**Compito**
Trascrivi di nuovo tutte le righe dei dati qui sotto, nessuna esclusa, moltiplicando per 0,75 le coordinate dei punti date nelle risposte e arrotondandole all'intero, con le metà arrotondate per eccesso. Nella risposta non riportare le immagini.
○ ○ ○
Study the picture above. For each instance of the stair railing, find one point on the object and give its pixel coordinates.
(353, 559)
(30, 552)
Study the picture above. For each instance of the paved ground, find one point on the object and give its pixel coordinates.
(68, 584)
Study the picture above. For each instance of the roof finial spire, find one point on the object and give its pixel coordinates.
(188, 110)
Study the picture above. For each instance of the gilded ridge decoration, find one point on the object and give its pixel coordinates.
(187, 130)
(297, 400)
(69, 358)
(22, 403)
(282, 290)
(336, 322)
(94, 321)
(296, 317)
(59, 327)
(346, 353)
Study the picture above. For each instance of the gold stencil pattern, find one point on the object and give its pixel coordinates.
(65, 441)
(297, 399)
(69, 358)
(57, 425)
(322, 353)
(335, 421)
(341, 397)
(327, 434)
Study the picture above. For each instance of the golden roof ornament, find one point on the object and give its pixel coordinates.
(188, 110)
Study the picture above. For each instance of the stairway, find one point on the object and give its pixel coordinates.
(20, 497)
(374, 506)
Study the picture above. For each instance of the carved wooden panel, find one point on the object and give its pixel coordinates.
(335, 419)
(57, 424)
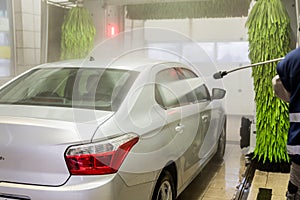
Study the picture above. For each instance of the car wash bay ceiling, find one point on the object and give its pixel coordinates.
○ ○ ○
**Risposta al compito**
Study the picture above. For each instance of the stair railing, find one point on the object and give its pixel coordinates.
(265, 419)
(23, 414)
Study the picture above. For each instance of the paved ground, find one point on the object and give its pixel coordinates.
(51, 438)
Study the picture above. For each instance of the roof finial spire, find one point on the object and give its pixel coordinates.
(141, 83)
Study the picture above. For each instance of the gilded ridge decoration, find one point on the object and give its pixel coordinates.
(140, 98)
(223, 300)
(52, 269)
(17, 302)
(212, 218)
(252, 242)
(71, 241)
(222, 238)
(44, 245)
(260, 265)
Study the picture above. For each instance of the gold stencil pattern, find one point on the object and give its pixel coordinates.
(49, 331)
(223, 299)
(52, 269)
(43, 319)
(242, 265)
(251, 316)
(256, 298)
(245, 326)
Study the picture above. For each instance of the golden roof ornament, find one point on the object and give its pixel coordinates.
(141, 83)
Study the picture above. For each instance of the stairway, find one point on the object and give its pixel coordinates.
(15, 373)
(281, 380)
Study the picture above. For each instance of the carved wooden panel, find one point on the object and give its pixel coordinates.
(251, 314)
(43, 318)
Study the picture above. For each instance of the car wash bay ceiling, find one point on the object and give its pixel coordinates.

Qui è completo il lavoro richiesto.